Saints Joachim and Anne: the power of prayer
- Rachel Walters
- 2 minutes ago
- 5 min read
Prayer changes when you’ve been praying the same thing for years. In the beginning, my prayers for a child were confident and expectant. I assumed God would answer quickly. Now it’s been seven years. That’s 2,555 days of waking up with the same prayer on my heart and 84 months of hope rising and falling. As the months turned to years, my prayers became wrestling matches, desperate pleas, and sometimes wordless groans.

The prayer that spans decades
According to tradition, Joachim and Anne prayed for a child for 20 to 50 years. Let that sink in. Not 20 months, but 20 to 50 years of bringing the same petition before God. They continued to pray every morning and evening through countless feast days and ordinary days.
I try to imagine their prayer life evolving over decades. Did their words change? Did they sometimes run out of things to say? Were there seasons when they could barely form the words, when prayer consisted of simply showing up before God in their brokenness?
The Protoevangelium of James (second-century apocryphal writing) gives us a glimpse of their anguish. When Joachim’s offering was rejected at the temple because of his childlessness, he went to the desert and fasted for 40 days and nights, saying, “I will not go down either to eat or drink, until the Lord my God shall look upon me, but prayer shall be my meat and drink” (1:7). This was a man so devastated he couldn't face his wife, choosing instead to make prayer his only sustenance.
We are also shown Anne’s prayer beneath the laurel tree. Her prayer was raw and honest, comparing herself to the birds who had young while she remained barren. This wasn’t a polite, sanitized prayer. This was the prayer of someone who had exhausted all pretense and was bringing her whole wounded self before God.
When prayer feels like shouting into the void
There’s a loneliness that comes with long-term intercessory prayer. Family and friends who initially promised to pray with you gradually forget. The prayer requests that once felt urgent become background noise. You wonder if even God has stopped listening.
I imagine Joachim in the temple, offering his sacrifices and maintaining his devotion even as others whispered about his childlessness being a sign of divine disfavor. He continued to worship, believed in God’s goodness, and persisted in prayer despite public shame. He didn’t pray only when he felt God’s presence. He prayed through the silence. I imagine Anne’s private moments of grief, wondering if her prayers reached heaven, but still returning to that place of prayer beneath her laurel tree.
This is the most challenging aspect of their story for me. How do you maintain a vibrant prayer life when God seems silent? How do you keep speaking to God, who appears to have put you on hold?
Prayer as a relationship
I have learned from Joachim and Anne that persistent prayer changes us more than it changes our circumstances. Their decades of prayer reveal that prayer is a relationship with God. The Catechism of the Catholic Church tells us that prayer is a living relationship between the children of God with their Father, who is good beyond measure (CCC 2565). Like any relationship, it requires showing up in all seasons in joy and sorrow, hope and despair, certainty and doubt. Their faithfulness wasn’t measured by how they felt on any given day, but by their commitment to remaining in conversation with God even through silence when the conversation felt one-sided.

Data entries
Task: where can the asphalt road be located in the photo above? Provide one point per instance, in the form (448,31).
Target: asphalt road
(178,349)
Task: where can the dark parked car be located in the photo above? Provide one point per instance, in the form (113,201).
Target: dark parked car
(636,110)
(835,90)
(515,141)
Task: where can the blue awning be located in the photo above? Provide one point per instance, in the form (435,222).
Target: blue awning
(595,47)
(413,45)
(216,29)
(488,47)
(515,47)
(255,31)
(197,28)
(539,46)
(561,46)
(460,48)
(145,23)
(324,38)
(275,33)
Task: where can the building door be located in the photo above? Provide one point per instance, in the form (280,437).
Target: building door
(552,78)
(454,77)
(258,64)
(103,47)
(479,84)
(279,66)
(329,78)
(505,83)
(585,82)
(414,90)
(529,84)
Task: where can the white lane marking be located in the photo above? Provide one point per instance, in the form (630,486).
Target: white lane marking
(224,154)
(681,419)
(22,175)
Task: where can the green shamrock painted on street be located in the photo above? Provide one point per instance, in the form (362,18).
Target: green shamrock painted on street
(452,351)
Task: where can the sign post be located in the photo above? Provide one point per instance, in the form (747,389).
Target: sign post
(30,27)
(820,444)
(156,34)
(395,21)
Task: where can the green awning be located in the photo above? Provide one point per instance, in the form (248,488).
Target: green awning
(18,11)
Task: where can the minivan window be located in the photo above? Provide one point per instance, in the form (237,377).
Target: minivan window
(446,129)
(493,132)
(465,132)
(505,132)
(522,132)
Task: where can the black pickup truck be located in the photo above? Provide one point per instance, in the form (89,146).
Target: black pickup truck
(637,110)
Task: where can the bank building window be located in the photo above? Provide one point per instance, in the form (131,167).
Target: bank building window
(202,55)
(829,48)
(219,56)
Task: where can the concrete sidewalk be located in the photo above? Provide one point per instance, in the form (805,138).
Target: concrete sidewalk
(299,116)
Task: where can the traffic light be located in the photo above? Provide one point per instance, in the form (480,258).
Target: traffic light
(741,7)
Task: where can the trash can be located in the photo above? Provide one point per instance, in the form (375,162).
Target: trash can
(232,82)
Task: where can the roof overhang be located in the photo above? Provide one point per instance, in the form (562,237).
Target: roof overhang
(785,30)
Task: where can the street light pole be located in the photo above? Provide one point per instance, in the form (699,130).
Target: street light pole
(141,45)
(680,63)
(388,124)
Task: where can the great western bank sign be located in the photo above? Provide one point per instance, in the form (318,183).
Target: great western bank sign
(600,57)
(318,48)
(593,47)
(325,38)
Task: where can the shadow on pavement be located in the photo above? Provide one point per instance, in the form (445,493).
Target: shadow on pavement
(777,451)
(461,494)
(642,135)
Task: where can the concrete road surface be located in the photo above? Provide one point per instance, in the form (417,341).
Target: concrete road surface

SET TASKS —
a) Write out the passage from the reflection on Saints Joachim and Anne, starting at "Prayer as a" and ending at "conversation felt one-sided.".
b) Answer these questions about the reflection on Saints Joachim and Anne:
(i) For how many years has the writer been praying for a child?
(ii) How long did Joachim fast in the desert?
(iii) Beneath what kind of tree did Anne pray?

OUTPUTS IN ORDER —
a)
Prayer as a relationship
I have learned from Joachim and Anne that persistent prayer changes us more than it changes our circumstances. Their decades of prayer reveal that prayer is a relationship with God. The Catechism of the Catholic Church tells us that prayer is a living relationship between the children of God with their Father, who is good beyond measure (CCC 2565). Like any relationship, it requires showing up in all seasons in joy and sorrow, hope and despair, certainty and doubt. Their faithfulness wasn’t measured by how they felt on any given day, but by their commitment to remaining in conversation with God even through silence when the conversation felt one-sided.

b)
(i) Seven years.
(ii) 40 days and nights.
(iii) A laurel tree.